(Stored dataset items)
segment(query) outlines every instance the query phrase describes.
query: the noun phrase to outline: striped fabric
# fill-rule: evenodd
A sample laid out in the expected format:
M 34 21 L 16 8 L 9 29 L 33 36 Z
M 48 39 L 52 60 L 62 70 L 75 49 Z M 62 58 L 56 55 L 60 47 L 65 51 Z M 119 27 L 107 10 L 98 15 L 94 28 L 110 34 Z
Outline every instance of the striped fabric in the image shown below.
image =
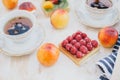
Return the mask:
M 113 47 L 112 53 L 109 56 L 97 62 L 98 68 L 103 72 L 103 74 L 99 77 L 98 80 L 109 80 L 110 79 L 113 68 L 114 68 L 114 63 L 116 61 L 119 46 L 120 46 L 120 34 L 119 34 L 116 44 Z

* **Your instructions**:
Pull out every one of the lines above and reproduce them word for word. Leave the pictures out of your answer.

* **Result for this exercise**:
segment(query) outlines every instance the query phrase describes.
query: the noun phrase to outline: striped fabric
# fill-rule: evenodd
A sample laid out in the expected format:
M 34 21 L 16 8 L 9 29 L 33 36 Z
M 48 39 L 52 60 L 62 70 L 75 49 Z M 62 58 L 56 55 L 60 47 L 65 51 Z M 119 27 L 107 10 L 98 15 L 94 28 L 110 34 Z
Outline every instance of the striped fabric in the image shown below.
image =
Return the mask:
M 113 47 L 112 53 L 109 56 L 97 62 L 98 68 L 103 72 L 103 74 L 99 77 L 98 80 L 109 80 L 110 79 L 113 68 L 114 68 L 114 63 L 116 61 L 119 46 L 120 46 L 120 34 L 119 34 L 116 44 Z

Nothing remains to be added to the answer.